Given information =>
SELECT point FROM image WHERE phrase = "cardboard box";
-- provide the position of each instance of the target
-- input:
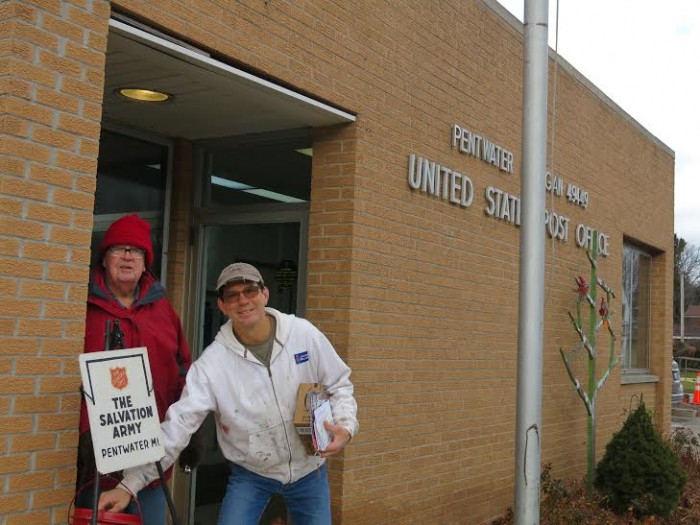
(302, 416)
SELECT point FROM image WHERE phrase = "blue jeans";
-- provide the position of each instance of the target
(308, 500)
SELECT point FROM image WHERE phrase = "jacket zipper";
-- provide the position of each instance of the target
(284, 425)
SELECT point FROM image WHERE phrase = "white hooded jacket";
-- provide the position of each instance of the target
(253, 405)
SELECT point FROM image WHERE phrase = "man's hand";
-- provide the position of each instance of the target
(114, 500)
(340, 438)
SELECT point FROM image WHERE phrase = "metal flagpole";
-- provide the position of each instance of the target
(532, 234)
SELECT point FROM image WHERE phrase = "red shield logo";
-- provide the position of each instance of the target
(119, 377)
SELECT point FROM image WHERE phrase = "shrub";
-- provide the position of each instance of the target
(639, 470)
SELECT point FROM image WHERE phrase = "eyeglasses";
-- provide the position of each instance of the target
(249, 292)
(120, 251)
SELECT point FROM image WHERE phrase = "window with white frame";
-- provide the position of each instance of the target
(636, 307)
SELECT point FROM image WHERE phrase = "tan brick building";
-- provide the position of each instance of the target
(415, 282)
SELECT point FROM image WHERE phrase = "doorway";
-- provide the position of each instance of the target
(254, 209)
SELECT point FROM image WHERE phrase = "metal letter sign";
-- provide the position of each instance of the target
(124, 422)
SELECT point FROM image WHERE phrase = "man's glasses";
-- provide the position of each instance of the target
(120, 251)
(249, 292)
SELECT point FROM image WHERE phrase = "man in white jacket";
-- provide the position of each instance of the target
(249, 377)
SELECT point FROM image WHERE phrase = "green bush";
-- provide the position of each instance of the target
(639, 470)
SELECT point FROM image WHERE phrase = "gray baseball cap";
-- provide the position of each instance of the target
(238, 272)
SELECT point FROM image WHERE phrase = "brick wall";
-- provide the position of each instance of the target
(53, 71)
(418, 295)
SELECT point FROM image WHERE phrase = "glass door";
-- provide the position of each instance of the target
(276, 249)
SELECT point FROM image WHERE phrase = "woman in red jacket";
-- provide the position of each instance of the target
(127, 308)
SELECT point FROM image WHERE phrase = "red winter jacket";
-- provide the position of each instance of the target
(150, 321)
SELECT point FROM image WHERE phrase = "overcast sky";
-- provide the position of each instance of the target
(644, 55)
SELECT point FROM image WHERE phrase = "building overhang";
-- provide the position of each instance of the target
(211, 99)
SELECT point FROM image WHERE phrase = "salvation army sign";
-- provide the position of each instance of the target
(124, 423)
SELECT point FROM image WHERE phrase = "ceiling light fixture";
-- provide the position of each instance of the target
(144, 95)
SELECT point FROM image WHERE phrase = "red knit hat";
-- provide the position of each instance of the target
(130, 230)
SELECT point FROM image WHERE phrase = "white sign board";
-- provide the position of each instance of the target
(121, 404)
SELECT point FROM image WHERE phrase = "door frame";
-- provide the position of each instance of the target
(240, 215)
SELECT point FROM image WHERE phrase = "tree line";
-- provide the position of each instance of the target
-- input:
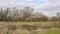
(24, 14)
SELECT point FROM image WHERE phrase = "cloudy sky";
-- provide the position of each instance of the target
(48, 7)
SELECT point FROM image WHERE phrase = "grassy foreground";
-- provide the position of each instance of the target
(4, 28)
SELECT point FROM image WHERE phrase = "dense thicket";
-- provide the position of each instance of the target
(24, 14)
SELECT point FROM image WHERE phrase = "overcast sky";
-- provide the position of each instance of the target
(48, 7)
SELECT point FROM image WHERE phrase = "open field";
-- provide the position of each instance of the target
(29, 28)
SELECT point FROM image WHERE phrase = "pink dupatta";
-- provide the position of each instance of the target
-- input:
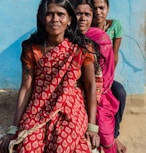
(108, 104)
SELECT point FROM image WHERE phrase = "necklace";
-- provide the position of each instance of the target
(48, 48)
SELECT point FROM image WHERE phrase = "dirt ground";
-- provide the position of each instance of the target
(132, 133)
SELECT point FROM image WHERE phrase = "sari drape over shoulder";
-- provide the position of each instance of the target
(108, 104)
(56, 103)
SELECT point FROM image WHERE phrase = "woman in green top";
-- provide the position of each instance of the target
(114, 29)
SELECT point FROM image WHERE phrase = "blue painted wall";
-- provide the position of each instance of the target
(18, 20)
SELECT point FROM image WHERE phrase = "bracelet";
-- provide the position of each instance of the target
(93, 127)
(12, 129)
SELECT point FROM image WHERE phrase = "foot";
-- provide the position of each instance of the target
(120, 147)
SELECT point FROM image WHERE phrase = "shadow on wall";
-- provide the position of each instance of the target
(131, 70)
(10, 72)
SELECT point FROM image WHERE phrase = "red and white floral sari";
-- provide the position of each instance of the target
(54, 91)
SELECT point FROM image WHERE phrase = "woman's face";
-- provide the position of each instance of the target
(57, 19)
(101, 10)
(84, 14)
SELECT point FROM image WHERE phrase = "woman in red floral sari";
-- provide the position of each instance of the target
(50, 115)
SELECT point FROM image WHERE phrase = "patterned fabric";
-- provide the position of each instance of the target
(115, 30)
(55, 89)
(108, 104)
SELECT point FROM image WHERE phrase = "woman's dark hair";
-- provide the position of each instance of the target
(89, 2)
(76, 37)
(107, 2)
(71, 32)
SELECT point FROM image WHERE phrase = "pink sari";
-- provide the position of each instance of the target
(54, 91)
(108, 104)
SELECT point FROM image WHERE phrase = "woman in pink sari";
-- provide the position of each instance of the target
(50, 115)
(107, 103)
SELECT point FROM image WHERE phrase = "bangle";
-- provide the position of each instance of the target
(93, 127)
(12, 129)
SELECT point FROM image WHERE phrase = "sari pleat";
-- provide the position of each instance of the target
(55, 89)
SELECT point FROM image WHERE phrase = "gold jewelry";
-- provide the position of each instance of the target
(93, 127)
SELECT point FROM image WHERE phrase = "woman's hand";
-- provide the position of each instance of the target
(93, 138)
(4, 142)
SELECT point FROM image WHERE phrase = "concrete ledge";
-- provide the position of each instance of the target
(136, 103)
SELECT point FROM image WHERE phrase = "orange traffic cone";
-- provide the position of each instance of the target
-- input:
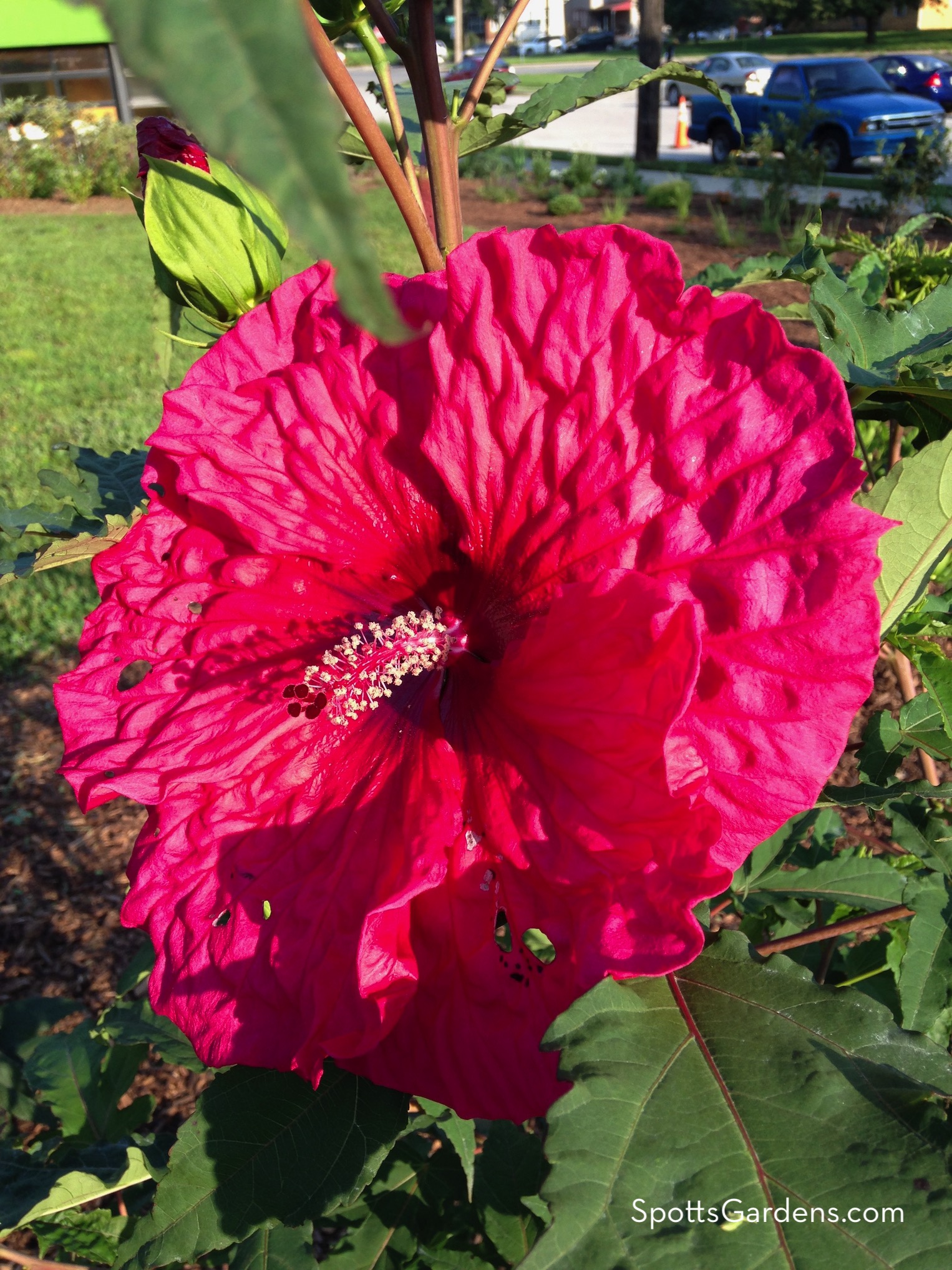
(681, 132)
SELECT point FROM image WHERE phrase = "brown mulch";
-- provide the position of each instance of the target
(62, 874)
(98, 205)
(62, 881)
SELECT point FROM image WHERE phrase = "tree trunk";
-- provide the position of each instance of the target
(650, 95)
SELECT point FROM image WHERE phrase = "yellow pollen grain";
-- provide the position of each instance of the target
(364, 668)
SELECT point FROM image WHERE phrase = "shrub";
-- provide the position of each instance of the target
(565, 205)
(626, 179)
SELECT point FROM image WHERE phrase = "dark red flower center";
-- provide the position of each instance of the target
(366, 667)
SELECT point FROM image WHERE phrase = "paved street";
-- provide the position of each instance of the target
(605, 127)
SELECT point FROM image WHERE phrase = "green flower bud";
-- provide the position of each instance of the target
(216, 242)
(341, 16)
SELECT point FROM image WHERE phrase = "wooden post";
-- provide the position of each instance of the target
(650, 95)
(457, 31)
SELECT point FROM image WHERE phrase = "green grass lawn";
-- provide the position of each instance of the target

Do this =>
Repeat the data exactly in full, omitting its pictures.

Result of this exercise =>
SELECT point FROM image WHERE phrase = "cardboard box";
-- provide the position of each instance of the target
-- input:
(302, 416)
SELECT point FROM image WHERE phrase = "blue jeans";
-- provide the position of each instance of the target
(308, 500)
SELECT point FROM image WHERE phrase = "jacket zipper";
-- provide the position of each instance of the target
(284, 425)
SELECT point FROM image WHERE phrase = "white hooded jacket";
-- provide the position of each instance of the target
(253, 405)
SELECT point FROM image WHERE phrase = "man's hand";
-- provide the position of each instance of the target
(114, 500)
(340, 438)
SELECT point FROM image WHERE phrase = "metal flagpole";
-- provide the position of each instance of the target
(532, 234)
SELECT point FROM image WHERE phrase = "red shield logo";
-- provide the position of each instance of the target
(119, 377)
SELECT point FROM image WHERE phrase = "shrub";
-- provide the position of each instance of the target
(639, 470)
SELECT point FROM image WHERE phrase = "eyeglasses";
-- provide the position of each instance of the target
(249, 292)
(120, 251)
SELECT point FROM image WHERE phrase = "window with white frame";
-- provide the position of each instance of the target
(636, 307)
SELECT point FROM image WHERE phrase = "tan brick building";
-- provide the position of each instance of the target
(415, 282)
SELECT point FROM image WHERE phrase = "doorway";
-- provide the position of each instance of the target
(254, 209)
SELECT point FROM image WHERE phrase = "metal letter sign";
-- provide the position of each instance of the target
(124, 422)
SELECT point FROM image WHERE phrase = "man's glasses";
-- provide the position of each instance of the target
(120, 251)
(249, 292)
SELECT point FROM image WHERE phrase = "man in white jacket";
-- provide the position of each instance of the target
(249, 377)
SELECT point FROM image WHERE phrase = "green bush";
-- provide the position of each instance of the target
(639, 470)
SELECT point FROM image WHERE phrase = "gray baseball cap";
-- provide the position of each instance of the target
(238, 272)
SELECT point FROM image WHERE phrase = "brick wall";
-- provide the position of each instance of the target
(53, 71)
(418, 295)
SELECT point FROM image WHERE phrase = "glass door";
-- provide the position of each instance of the target
(276, 249)
SELECT point FROM image WHERE phrase = "woman in red jacket";
-- provide the position of each instance of the target
(127, 308)
SELECT point FROM image WHERE phrase = "red winter jacket";
-- provide the position of each instance of the target
(150, 321)
SELECT point FROM image WHERE phrase = "overcast sky";
-- provide the position of each instance of the target
(644, 55)
SELECT point FROM image WHERE phrase = "building overhang";
-- provide the position of each instance of the target
(211, 99)
SELECT point FROM image WHERE phrase = "salvation army sign";
-- provide the position of each instance of the target
(124, 423)
SELECT point FROM image WHERE phrase = "ceiling light fixture";
-- provide the position of each instance of the target
(144, 95)
SELECT point FROM image WHERE phrase = "red knit hat";
-- provide the position of each instance of the target
(130, 230)
SELECT point FROM image WHERE phrase = "white sign board";
-- provide the position of each instance of the target
(121, 404)
SELECT point FROM image WHERE phrase = "door frame";
-- provide the position of each instance of the target
(240, 215)
SELECT point FROM image WHERE phrase = "tree line";
-- provide the position of each instance of the target
-- input:
(24, 14)
SELECT point FROM image WHERE phrase = "cloudy sky";
-- provide the position of each instance of the target
(48, 7)
SELECT point FROM image WHERE phrase = "grassy foreground";
-- provide the position of each instance of the target
(4, 28)
SELECT point FROM image WHERE phrase = "dense thicket";
-- provide the position of each instance of the target
(24, 14)
SELECT point FROM image WHERE phrase = "overcast sky";
-- provide the position of each instance of the target
(48, 7)
SELECT point FROM image WHERE phrase = "open field";
-- provide the position of each instance of the target
(29, 28)
SELECT point FROM image WHERE phrase = "pink dupatta";
-- provide the position of each instance of the target
-- input:
(108, 104)
SELECT point FROM image WHERE phrase = "necklace";
-- provide the position of each instance of the target
(48, 48)
SELECT point FROM image WHERE phrase = "dirt ground";
-- provide the position of each instance of the target
(132, 133)
SELECT point FROM image WHERE phrase = "sari drape over shoulder";
-- provide the position of each instance of the target
(108, 104)
(56, 103)
SELECT point FROM image WHERE phrase = "woman in green top";
-- provide the position of each instance of the target
(114, 29)
SELECT point FROM image WHERE phrase = "blue painted wall";
-- provide the position of each instance of the target
(18, 20)
SELECT point FROM image WHERE phrase = "bracelet";
-- provide the position of each instance of the target
(93, 127)
(12, 129)
SELECT point FROM image WHERE phrase = "foot";
-- provide the position of each instance of the target
(120, 147)
SELECT point FROM image WHERE phrase = "shadow on wall";
-- provide the position of each instance of the target
(131, 70)
(10, 72)
SELECT point FROM image WHERE phrase = "red and white floral sari";
-- provide the position of each instance of the target
(54, 91)
SELECT point FROM image WHERE phrase = "woman's face";
-- provide the position of each instance of the target
(57, 19)
(101, 10)
(84, 14)
SELECT point FROM image WHERE phrase = "woman in red floral sari";
-- provide the position of each instance of the target
(50, 115)
SELECT point FROM image WHERE phrase = "patterned fabric";
-- provide the position of each instance of the target
(115, 30)
(55, 89)
(108, 104)
SELECT point FROM image WHERE phrase = "woman's dark hair";
-- provide the position of each instance of the target
(89, 2)
(76, 37)
(107, 2)
(71, 32)
SELECT point FROM image WHERE phrase = "pink sari";
-- provide the position of each instance of the target
(54, 91)
(108, 104)
SELECT point FROM image WHERE phrase = "woman in pink sari";
-- provide the position of each instance of the target
(50, 115)
(107, 103)
SELECT point FROM image WHERE phrase = "bangle";
-- provide the position of each instance of the target
(93, 127)
(12, 129)
SELECT point FROM image WHERE phrase = "sari pleat";
-- provide the position of each instance of the target
(55, 89)
SELECT point FROM image WHERE phrase = "gold jewelry";
-- provide the position of each instance of the target
(93, 127)
SELECT point FROM image WHERE phrase = "woman's hand";
-- provide the position of each instance of the target
(93, 138)
(4, 142)
SELECT point FROM image WHERE phrase = "concrete ledge";
-- provide the position of each instance of the target
(136, 103)
SELECT point FROM image WHERE phrase = "orange traffic cone";
-- provide the position of each instance of the target
-- input:
(681, 132)
SELECT point FROM image WHERE phrase = "brown mulch";
-- provide the position of each instance of the target
(62, 874)
(98, 205)
(62, 881)
SELECT point FROM image WHERE phrase = "tree trunk";
-- provide the position of each instance of the target
(650, 95)
SELECT point FROM image WHERE phrase = "yellow pollen grain";
-- provide the position of each instance of the target
(364, 668)
SELECT point FROM image WHERE phrase = "shrub";
-- provide the position of each instance of the target
(565, 205)
(626, 179)
SELECT point FROM image WHERE phrase = "dark red flower center";
-- provide the position of each instance of the target
(366, 667)
SELECT point FROM image WHERE phrase = "paved street";
-- provide the position of each instance of the target
(605, 127)
SELECT point FROM image WHERE phrase = "green flower bud";
-- provide the position of each instance of the target
(216, 242)
(341, 16)
SELECT point FROM image WHERE phrase = "wooden post";
-- provide the position of each instance of the target
(650, 95)
(457, 31)
SELECT point FROM image WHERE phrase = "green grass lawn";
-- provide the position of each instance of the target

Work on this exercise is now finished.